>>>>

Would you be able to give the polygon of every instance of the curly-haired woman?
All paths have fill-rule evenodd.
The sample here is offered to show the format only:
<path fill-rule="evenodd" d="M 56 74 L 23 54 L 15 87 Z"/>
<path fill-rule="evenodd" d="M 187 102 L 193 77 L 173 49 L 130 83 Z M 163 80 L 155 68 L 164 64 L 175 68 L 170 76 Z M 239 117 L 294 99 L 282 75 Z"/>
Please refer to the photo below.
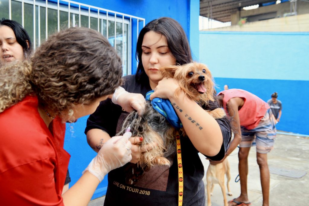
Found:
<path fill-rule="evenodd" d="M 0 69 L 2 204 L 87 205 L 104 175 L 131 159 L 131 133 L 107 141 L 61 196 L 70 157 L 64 123 L 111 97 L 122 82 L 121 61 L 105 38 L 85 28 L 51 36 L 31 60 Z M 128 102 L 126 92 L 117 95 Z"/>

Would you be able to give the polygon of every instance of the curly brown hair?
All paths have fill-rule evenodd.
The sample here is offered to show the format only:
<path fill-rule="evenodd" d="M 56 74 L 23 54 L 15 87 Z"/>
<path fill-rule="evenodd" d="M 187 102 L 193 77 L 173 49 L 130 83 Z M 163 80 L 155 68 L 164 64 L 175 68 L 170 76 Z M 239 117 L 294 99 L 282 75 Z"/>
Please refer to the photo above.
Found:
<path fill-rule="evenodd" d="M 113 94 L 122 83 L 120 58 L 108 40 L 91 29 L 71 28 L 49 37 L 32 63 L 0 69 L 0 112 L 34 94 L 54 116 L 63 118 L 74 105 L 89 104 Z"/>
<path fill-rule="evenodd" d="M 27 61 L 6 64 L 0 68 L 0 112 L 33 92 L 28 79 L 31 70 Z"/>
<path fill-rule="evenodd" d="M 71 28 L 50 36 L 32 58 L 32 88 L 53 116 L 74 104 L 89 104 L 122 83 L 120 58 L 93 30 Z"/>

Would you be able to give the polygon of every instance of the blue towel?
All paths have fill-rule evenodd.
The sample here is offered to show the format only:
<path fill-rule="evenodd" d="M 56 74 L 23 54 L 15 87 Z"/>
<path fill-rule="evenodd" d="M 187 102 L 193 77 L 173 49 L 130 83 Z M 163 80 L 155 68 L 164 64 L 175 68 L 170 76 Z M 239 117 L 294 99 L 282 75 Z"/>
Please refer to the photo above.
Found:
<path fill-rule="evenodd" d="M 150 101 L 150 95 L 153 93 L 153 90 L 147 92 L 146 94 L 146 100 Z M 165 116 L 172 126 L 177 129 L 183 127 L 182 124 L 169 100 L 156 97 L 151 102 L 153 108 Z"/>

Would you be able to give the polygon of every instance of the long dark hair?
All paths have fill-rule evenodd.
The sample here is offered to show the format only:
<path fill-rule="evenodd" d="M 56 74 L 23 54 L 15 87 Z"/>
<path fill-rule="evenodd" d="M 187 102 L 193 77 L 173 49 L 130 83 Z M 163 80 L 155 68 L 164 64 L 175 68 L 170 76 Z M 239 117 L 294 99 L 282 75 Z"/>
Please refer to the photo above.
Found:
<path fill-rule="evenodd" d="M 138 61 L 135 76 L 137 82 L 148 81 L 142 61 L 142 45 L 145 34 L 150 31 L 161 34 L 165 37 L 172 56 L 176 59 L 176 63 L 182 65 L 193 61 L 187 36 L 179 23 L 169 17 L 153 20 L 141 30 L 138 39 L 136 54 Z"/>
<path fill-rule="evenodd" d="M 26 30 L 17 22 L 6 19 L 4 18 L 0 20 L 0 26 L 3 25 L 9 27 L 13 30 L 16 40 L 23 47 L 24 58 L 29 57 L 32 52 L 32 45 L 30 37 Z M 27 44 L 27 40 L 29 43 L 29 46 Z"/>

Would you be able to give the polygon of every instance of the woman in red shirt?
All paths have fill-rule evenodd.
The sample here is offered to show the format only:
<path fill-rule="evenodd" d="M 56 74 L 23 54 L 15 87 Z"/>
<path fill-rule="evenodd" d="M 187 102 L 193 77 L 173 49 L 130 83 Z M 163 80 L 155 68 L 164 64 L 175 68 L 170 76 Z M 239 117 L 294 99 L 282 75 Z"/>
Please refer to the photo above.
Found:
<path fill-rule="evenodd" d="M 31 60 L 0 69 L 1 204 L 87 205 L 104 176 L 132 158 L 131 133 L 107 141 L 61 196 L 70 157 L 65 123 L 111 97 L 121 83 L 121 60 L 107 40 L 85 28 L 50 36 Z"/>

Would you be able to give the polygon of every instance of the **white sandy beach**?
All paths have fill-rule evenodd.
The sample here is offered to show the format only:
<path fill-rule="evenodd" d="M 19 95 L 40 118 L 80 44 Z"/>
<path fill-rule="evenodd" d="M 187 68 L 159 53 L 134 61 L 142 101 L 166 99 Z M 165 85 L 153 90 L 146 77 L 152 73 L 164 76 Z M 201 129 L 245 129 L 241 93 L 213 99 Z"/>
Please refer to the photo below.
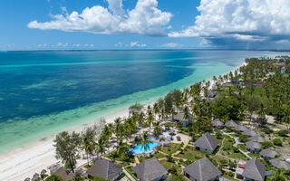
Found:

<<<<

» **WORK TO DO**
Put every line of the records above into a JSON list of strings, one string per line, leaving out blank lines and the picture lines.

» **THE REPLY**
[
  "Would you be able to give the polygon of every instance of the curly-haired woman?",
  "All paths have fill-rule evenodd.",
  "The sample here is offered to show the format only:",
  "<path fill-rule=\"evenodd\" d=\"M 56 74 L 23 54 L 15 87 Z\"/>",
  "<path fill-rule=\"evenodd\" d=\"M 187 102 L 193 77 L 173 49 L 130 83 Z M 163 80 L 155 68 L 164 64 L 175 68 L 170 76 Z M 239 117 L 294 99 L 282 75 Z\"/>",
  "Please refer to the photo below.",
  "Found:",
  "<path fill-rule=\"evenodd\" d=\"M 0 69 L 2 204 L 87 205 L 104 175 L 131 159 L 131 133 L 107 141 L 61 196 L 70 157 L 64 123 L 111 97 L 122 82 L 121 61 L 105 38 L 85 28 L 51 36 L 31 60 Z M 128 102 L 126 92 L 117 95 Z\"/>",
  "Would you be able to give the polygon of every instance of the curly brown hair?",
  "All paths have fill-rule evenodd.",
  "The sample here is offered to show the format only:",
  "<path fill-rule=\"evenodd\" d=\"M 56 74 L 23 54 L 15 87 Z\"/>",
  "<path fill-rule=\"evenodd\" d=\"M 187 102 L 193 77 L 173 49 L 130 83 Z M 163 80 L 155 68 L 164 64 L 175 68 L 170 76 Z M 239 117 L 294 99 L 282 75 Z\"/>",
  "Please refer to the photo above.",
  "Found:",
  "<path fill-rule=\"evenodd\" d=\"M 113 94 L 122 83 L 120 58 L 108 40 L 91 29 L 71 28 L 49 37 L 32 63 L 0 69 L 0 112 L 34 94 L 54 116 L 63 118 L 74 105 L 89 104 Z\"/>",
  "<path fill-rule=\"evenodd\" d=\"M 27 61 L 6 64 L 0 68 L 0 112 L 33 92 L 28 79 L 31 70 Z\"/>",
  "<path fill-rule=\"evenodd\" d=\"M 71 28 L 50 36 L 32 58 L 32 88 L 53 116 L 74 104 L 89 104 L 122 83 L 120 58 L 93 30 Z\"/>",
  "Would you be able to give the polygon of every instance of the blue towel?",
  "All paths have fill-rule evenodd.",
  "The sample here is offered to show the format only:",
  "<path fill-rule=\"evenodd\" d=\"M 56 74 L 23 54 L 15 87 Z\"/>",
  "<path fill-rule=\"evenodd\" d=\"M 187 102 L 193 77 L 173 49 L 130 83 Z M 163 80 L 155 68 L 164 64 L 175 68 L 170 76 Z M 239 117 L 294 99 L 282 75 Z\"/>",
  "Please refer to the photo above.",
  "Found:",
  "<path fill-rule=\"evenodd\" d=\"M 150 101 L 150 95 L 153 93 L 153 90 L 147 92 L 146 94 L 146 100 Z M 165 116 L 172 126 L 177 129 L 183 127 L 182 124 L 169 100 L 156 97 L 151 102 L 153 108 Z\"/>",
  "Would you be able to give the polygon of every instance of the long dark hair?",
  "All paths have fill-rule evenodd.",
  "The sample here is offered to show the format only:",
  "<path fill-rule=\"evenodd\" d=\"M 56 74 L 23 54 L 15 87 Z\"/>",
  "<path fill-rule=\"evenodd\" d=\"M 187 102 L 193 77 L 173 49 L 130 83 Z M 163 80 L 155 68 L 164 64 L 175 68 L 170 76 Z M 239 117 L 294 99 L 282 75 Z\"/>",
  "Please refer to the photo above.",
  "Found:",
  "<path fill-rule=\"evenodd\" d=\"M 138 61 L 135 76 L 137 82 L 148 81 L 142 61 L 142 45 L 145 34 L 150 31 L 161 34 L 165 37 L 172 56 L 176 59 L 176 63 L 182 65 L 193 61 L 187 36 L 179 23 L 169 17 L 153 20 L 141 30 L 138 39 L 136 54 Z\"/>",
  "<path fill-rule=\"evenodd\" d=\"M 26 30 L 17 22 L 6 19 L 4 18 L 0 20 L 0 26 L 3 25 L 9 27 L 13 30 L 16 40 L 23 47 L 24 58 L 29 57 L 32 52 L 32 45 L 30 37 Z M 27 44 L 27 40 L 29 43 L 29 46 Z\"/>",
  "Would you be able to give the polygon of every instance of the woman in red shirt?",
  "All paths have fill-rule evenodd.",
  "The sample here is offered to show the format only:",
  "<path fill-rule=\"evenodd\" d=\"M 56 74 L 23 54 L 15 87 Z\"/>",
  "<path fill-rule=\"evenodd\" d=\"M 187 102 L 193 77 L 173 49 L 130 83 Z M 163 80 L 155 68 L 164 64 L 175 68 L 170 76 Z M 239 117 L 294 99 L 282 75 Z\"/>",
  "Please refer to the photo above.",
  "Found:",
  "<path fill-rule=\"evenodd\" d=\"M 31 60 L 0 69 L 1 204 L 87 205 L 104 176 L 132 158 L 131 133 L 107 141 L 61 196 L 70 157 L 65 123 L 111 97 L 121 83 L 121 60 L 107 40 L 85 28 L 50 36 Z\"/>",
  "Would you be able to give the polygon of every instance of the **white sandy beach**?",
  "All paths have fill-rule evenodd.",
  "The sample here is offered to show the format only:",
  "<path fill-rule=\"evenodd\" d=\"M 19 95 L 40 118 L 80 44 Z\"/>",
  "<path fill-rule=\"evenodd\" d=\"M 187 68 L 159 53 L 134 61 L 142 101 L 166 99 Z M 165 85 L 153 90 L 146 77 L 152 73 L 164 76 Z M 201 129 L 245 129 L 241 93 L 213 99 Z\"/>",
  "Please refer to the photo below.",
  "Found:"
]